Problems and tasks »
1. Can you reproduce a stretch of the records verbatim, beginning at the line that contains "logo in this photo." and ending with the line that contains "(1288, 159)"?
2. How would you continue the essay on gun violence and school shootings, picking up after its last sentence?

Selection »
————
Have I mentioned I went to high school in Amish country, where a man would massacre a school full of girls a few short years later? Or that I was on the college campus where I worked, listening to the eerie tests of a new emergency

broadcast system blaring from campus-wide speakers, when news of Virginia Tech broke? Or that I was 8 months pregnant with my first child when Sandy Hook happened? Or that my son came home from daycare the Monday after the Pulse nightclub shooting, told me how safe his school was, and I couldn’t agree with him? 

It wasn’t any one of those that made me finally join the movement. It was all of them, and more. 

Can I tell you about the unfathomable shame I felt the first time I attended a memorial for gun violence victims in a black neighborhood? The first speaker looked at my friends and I and said, “Oh good, white people care. Maybe now something will happen.” It was a punch in the gut, and I deserved it. 

Communities of color have long endured an epidemic fueled by illegal guns, obtained through shitty laws and loopholes kept in place because there’s profit in their death. I feel the awesome weight of responsibilities white people have shirked for so long, in so many ways, on this subject and others. But we also applied this violent indifference to our own communities, endangering  ourselves too. In our wake, no one is immune. 

I am not solely responsible for this, but neither am I innocent. I have long felt an internal rage for being so foolish for so long. I feel this rage for others too, for the people desperate to get involved after the massacre at Marjory Stoneman Douglas High School. I welcome them, joyously, at meetings and rallies and online forums, because we need them. But I’m still pissed. Do they think Parkland’s teens are the first ones to feel this way? I hear that the outspokenness of high schoolers has woken people up, headlines read “now there’s no more excuses.” I wonder what were the excuses when I was afraid of being shot in my high school? These aren’t the first students to live with this fear. If I give voice to this resentment, will it turn people’s anger inward when it should stay focused on the gun lobby?

If Eric Harris and Dylan Klebold were alive today they would be 36.

When my son enters kindergarten in the fall he’ll practice ALICE drills, hide in the closet of his classroom and be scolded silent because everyone’s pretending an active shooter is on campus. He’s sure to come home and talk about it. He’s sure to notice that once again his mother can’t assure him he’s safe. He’ll be the second generation of his family to live with this fear. The second generation to go to school with the understanding that evil can walk in, armed with military-style weaponry, and massacre him along with his friends. The second generation to know that the leaders of his country can’t be bothered to value his life.
————
[Image location labeling entries]
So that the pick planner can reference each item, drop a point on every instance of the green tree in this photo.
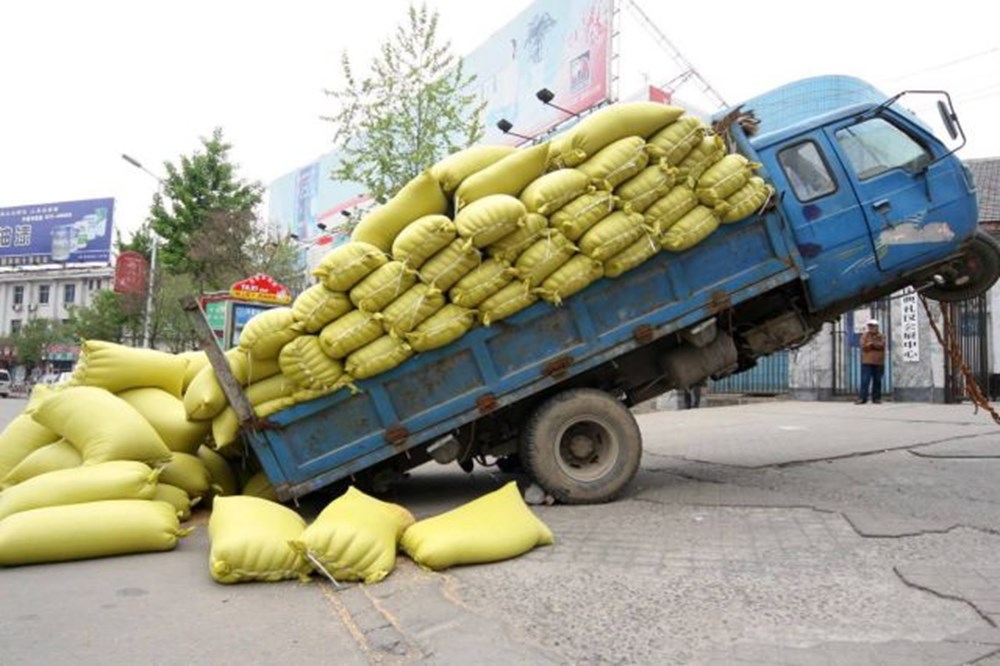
(413, 108)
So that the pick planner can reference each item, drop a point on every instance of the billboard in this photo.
(554, 44)
(57, 233)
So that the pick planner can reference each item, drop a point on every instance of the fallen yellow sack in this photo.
(352, 331)
(345, 266)
(452, 170)
(497, 526)
(267, 332)
(421, 196)
(508, 301)
(542, 259)
(317, 306)
(450, 265)
(608, 125)
(442, 328)
(578, 216)
(377, 357)
(575, 275)
(117, 368)
(355, 537)
(422, 238)
(508, 176)
(382, 286)
(554, 190)
(693, 228)
(101, 426)
(488, 219)
(633, 256)
(406, 312)
(167, 416)
(22, 437)
(616, 163)
(508, 248)
(92, 529)
(674, 142)
(250, 539)
(305, 363)
(49, 458)
(612, 235)
(487, 279)
(118, 479)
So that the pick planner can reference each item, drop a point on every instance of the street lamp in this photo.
(147, 324)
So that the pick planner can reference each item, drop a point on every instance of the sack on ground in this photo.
(497, 526)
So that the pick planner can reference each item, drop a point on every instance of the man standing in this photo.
(872, 363)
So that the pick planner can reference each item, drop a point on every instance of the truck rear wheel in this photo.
(582, 446)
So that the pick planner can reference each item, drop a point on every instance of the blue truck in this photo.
(867, 201)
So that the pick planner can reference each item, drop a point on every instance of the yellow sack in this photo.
(383, 286)
(667, 210)
(116, 368)
(508, 248)
(495, 527)
(693, 228)
(317, 306)
(250, 541)
(101, 426)
(305, 363)
(442, 328)
(352, 331)
(167, 416)
(377, 357)
(49, 458)
(508, 301)
(355, 537)
(612, 235)
(406, 312)
(674, 142)
(574, 219)
(487, 279)
(22, 437)
(119, 479)
(452, 170)
(575, 275)
(724, 178)
(542, 259)
(554, 190)
(508, 176)
(746, 201)
(92, 529)
(267, 332)
(346, 265)
(422, 238)
(608, 125)
(421, 196)
(633, 256)
(616, 163)
(488, 219)
(642, 190)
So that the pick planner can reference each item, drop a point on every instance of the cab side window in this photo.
(806, 171)
(876, 146)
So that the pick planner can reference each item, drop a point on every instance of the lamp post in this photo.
(147, 324)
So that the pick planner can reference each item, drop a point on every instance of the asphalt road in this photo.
(786, 532)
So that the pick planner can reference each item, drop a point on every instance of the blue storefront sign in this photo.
(57, 233)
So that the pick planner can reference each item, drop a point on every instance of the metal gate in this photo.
(971, 321)
(847, 347)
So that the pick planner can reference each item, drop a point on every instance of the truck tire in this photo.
(971, 274)
(582, 446)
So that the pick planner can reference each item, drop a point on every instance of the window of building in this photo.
(806, 171)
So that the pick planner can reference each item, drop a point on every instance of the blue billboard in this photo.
(67, 232)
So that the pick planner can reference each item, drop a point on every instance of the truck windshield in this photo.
(876, 146)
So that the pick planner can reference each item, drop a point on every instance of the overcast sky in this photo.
(83, 82)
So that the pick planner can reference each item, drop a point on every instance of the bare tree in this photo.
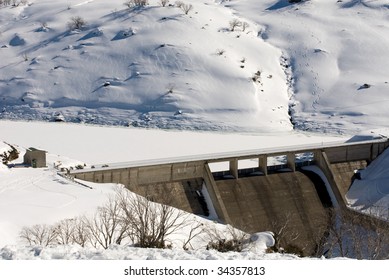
(230, 239)
(196, 230)
(81, 234)
(284, 234)
(106, 228)
(65, 231)
(150, 224)
(39, 235)
(76, 22)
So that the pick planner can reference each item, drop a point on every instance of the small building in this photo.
(35, 158)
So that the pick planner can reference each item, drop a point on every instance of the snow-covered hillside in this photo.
(339, 58)
(146, 66)
(323, 62)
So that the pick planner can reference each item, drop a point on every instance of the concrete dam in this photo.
(260, 198)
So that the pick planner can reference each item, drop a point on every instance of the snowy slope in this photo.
(338, 53)
(151, 66)
(39, 196)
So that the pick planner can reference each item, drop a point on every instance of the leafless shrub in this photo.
(81, 233)
(76, 22)
(150, 224)
(65, 231)
(284, 235)
(196, 230)
(186, 8)
(43, 235)
(106, 228)
(9, 155)
(256, 77)
(224, 241)
(245, 25)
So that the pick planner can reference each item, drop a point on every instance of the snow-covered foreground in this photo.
(370, 194)
(39, 196)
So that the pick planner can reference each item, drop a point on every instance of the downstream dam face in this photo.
(285, 203)
(280, 199)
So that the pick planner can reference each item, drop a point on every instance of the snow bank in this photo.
(370, 194)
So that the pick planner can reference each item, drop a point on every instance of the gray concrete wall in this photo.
(145, 175)
(267, 203)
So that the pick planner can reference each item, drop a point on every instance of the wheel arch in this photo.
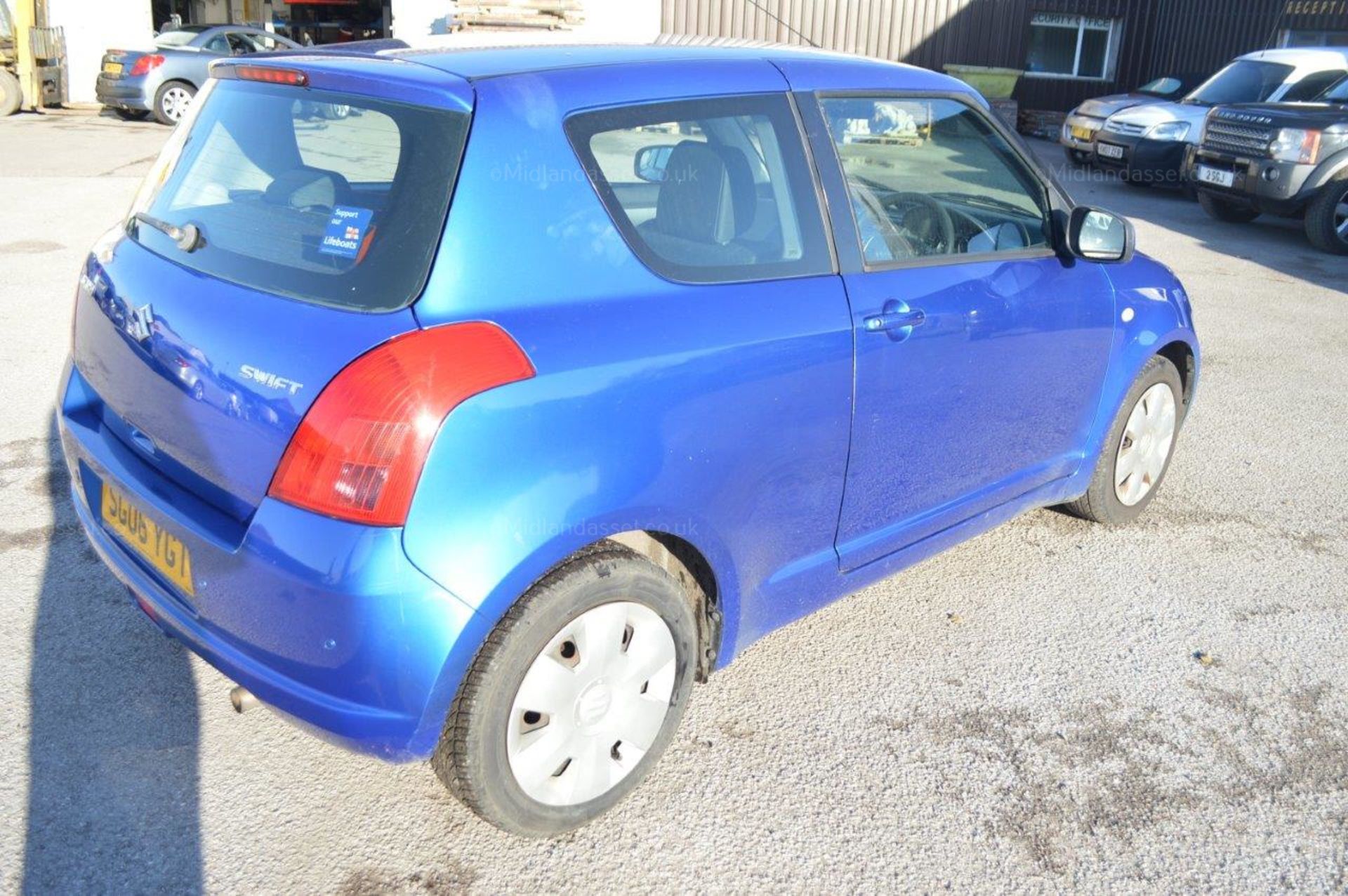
(1182, 356)
(700, 567)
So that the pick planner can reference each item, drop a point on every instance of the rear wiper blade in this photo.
(187, 237)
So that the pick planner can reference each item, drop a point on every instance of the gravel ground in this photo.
(1022, 713)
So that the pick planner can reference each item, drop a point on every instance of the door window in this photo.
(930, 177)
(708, 190)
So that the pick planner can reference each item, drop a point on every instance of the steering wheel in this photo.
(868, 205)
(939, 243)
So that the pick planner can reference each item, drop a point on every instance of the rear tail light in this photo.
(269, 74)
(360, 449)
(147, 64)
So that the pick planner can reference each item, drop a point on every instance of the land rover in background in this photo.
(1286, 159)
(1080, 129)
(1147, 143)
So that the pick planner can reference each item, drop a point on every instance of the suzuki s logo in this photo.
(270, 381)
(138, 322)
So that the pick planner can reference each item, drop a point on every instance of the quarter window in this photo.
(1071, 46)
(708, 190)
(930, 177)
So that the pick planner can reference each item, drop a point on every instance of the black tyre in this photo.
(1076, 157)
(1224, 209)
(1327, 216)
(171, 101)
(1138, 449)
(573, 696)
(11, 95)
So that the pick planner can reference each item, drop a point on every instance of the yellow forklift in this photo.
(33, 58)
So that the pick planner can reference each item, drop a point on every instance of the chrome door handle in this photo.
(894, 321)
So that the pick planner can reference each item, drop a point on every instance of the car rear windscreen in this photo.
(325, 197)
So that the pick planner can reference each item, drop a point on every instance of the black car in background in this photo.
(1278, 158)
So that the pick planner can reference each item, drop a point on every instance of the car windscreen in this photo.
(177, 38)
(1161, 86)
(1242, 81)
(325, 197)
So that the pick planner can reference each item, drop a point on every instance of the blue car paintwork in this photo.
(189, 64)
(719, 414)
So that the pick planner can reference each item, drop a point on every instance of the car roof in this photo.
(1326, 57)
(491, 62)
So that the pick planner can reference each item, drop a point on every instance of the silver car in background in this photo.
(1080, 129)
(162, 81)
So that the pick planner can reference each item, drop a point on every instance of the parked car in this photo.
(1080, 129)
(1147, 143)
(712, 337)
(164, 80)
(1288, 159)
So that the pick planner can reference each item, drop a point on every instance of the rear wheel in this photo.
(171, 101)
(573, 696)
(1138, 449)
(1327, 217)
(1224, 209)
(11, 95)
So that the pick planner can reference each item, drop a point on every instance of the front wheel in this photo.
(573, 696)
(1327, 217)
(171, 101)
(1138, 449)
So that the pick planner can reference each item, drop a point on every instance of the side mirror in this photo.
(1100, 236)
(650, 162)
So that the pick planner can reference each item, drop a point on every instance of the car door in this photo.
(980, 352)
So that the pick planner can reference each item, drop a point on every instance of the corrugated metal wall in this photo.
(1158, 35)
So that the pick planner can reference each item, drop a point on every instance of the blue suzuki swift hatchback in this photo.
(480, 422)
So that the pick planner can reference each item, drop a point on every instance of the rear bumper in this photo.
(124, 93)
(1141, 159)
(326, 621)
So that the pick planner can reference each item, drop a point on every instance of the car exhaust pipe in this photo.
(243, 699)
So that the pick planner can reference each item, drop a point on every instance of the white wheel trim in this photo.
(176, 103)
(1145, 445)
(597, 712)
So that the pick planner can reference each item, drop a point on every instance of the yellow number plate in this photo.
(147, 538)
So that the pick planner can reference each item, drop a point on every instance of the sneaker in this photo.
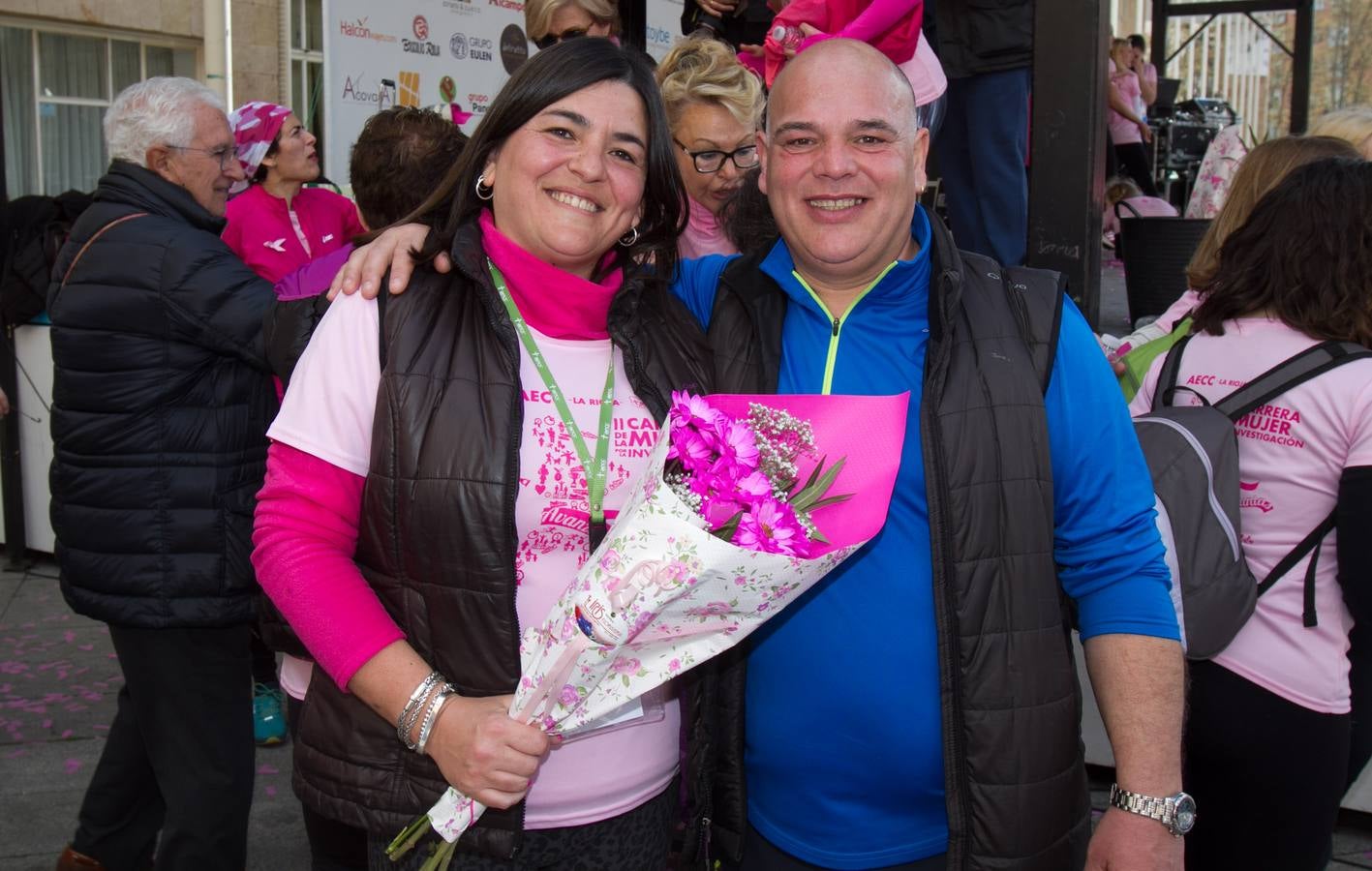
(268, 716)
————
Per-task answers »
1.
So that the pick planner can reference each item, drop a point on every instance of the suzuki s logo in this photo.
(270, 381)
(138, 322)
So that the pick planner can reference each item, drop a point on every instance of the quarter window in this photo.
(1071, 46)
(708, 190)
(930, 177)
So that the pick planner can reference each item, drop a point on every instance of the black tyre in this photo.
(1076, 157)
(1224, 209)
(1327, 216)
(171, 101)
(1138, 449)
(573, 696)
(11, 95)
So that the pick planner can reference each item, drop a point on every instance of the yellow forklift in this photo.
(33, 58)
So that the pick planner can reference each item, drop a point on every instance of the chrome door handle in this photo.
(894, 321)
So that the pick planner can reference each item, drop a point on every instance of the car rear windscreen in this photo.
(325, 197)
So that the pick planner can reference each item, drop a point on every instance of the black car in background in this photo.
(1278, 158)
So that the pick planner can reference each item, drop a point on every instance of the car windscreen in this photo.
(177, 38)
(1161, 86)
(1242, 81)
(325, 197)
So that the pick planner can reference each item, drop a point on every instance of the blue car paintwork in this photo.
(189, 64)
(719, 414)
So that the pick planner can reference each item, drop a point on every instance of the car roof in this photo.
(1326, 57)
(491, 62)
So that the pick planner can reference each item, drop a point on every instance of the silver car in background in this photo.
(1080, 129)
(162, 81)
So that the pick planner can reference each item, drop a point on every instance of the parked car in this photo.
(1080, 129)
(1147, 143)
(712, 337)
(164, 80)
(1288, 159)

2.
Is this the time to tell you I’m a gun owner? That’s really why I joined the movement. As a white, suburban mom I know the gun lobby pretends they speak for me, and most people assume they do. But the gun lobby speaks for gun manufacturers, so I bear the responsibility to make it known otherwise. 

When I tell people I work on gun violence prevention because I’m a gun owner, they are always surprised. I want to look at them and say, “I grew up in rural Pennsylvania. My family hunted to fill our freezer each winter. Of course I own guns.” So many Americans do own guns. Pretending this is a “gun owner vs. anti-gun” argument is to prolong it, to play into the hands of those who profit from our fear and our deaths. We are part of the problem when we are unable to imagine anything other than this typical “us vs. them” debate that turns Americans into extremists. So sometimes I short-hand it and say, “I’m a gun owner, not a monster.” 

My activism is comfortably occupying all my conflicting identities while educating and organizing people to lobby their elected officials for effective and sustainable legislation. I wield the privileges my race, income, and zip code afford me. I recognize I’m armed with this power by an oppressive and unjust system, so I must use it for the good of those in more danger than I am.     

There is evil in this world. While we’re squabbling among ourselves, unable to imagine a society with more than a dichotomy of parameters, that evil has access to high-powered firearms. When I want to know about evil, I turn to my church. When I want to keep evil from obtaining lethal weapons, I turn to my government. I hound my government. I badger my government. I nag, pester, and bother. It’s not glamorous or sexy. It’s often tedious. It never feels like enough, but it works. Slowly than it needs to, but it does work.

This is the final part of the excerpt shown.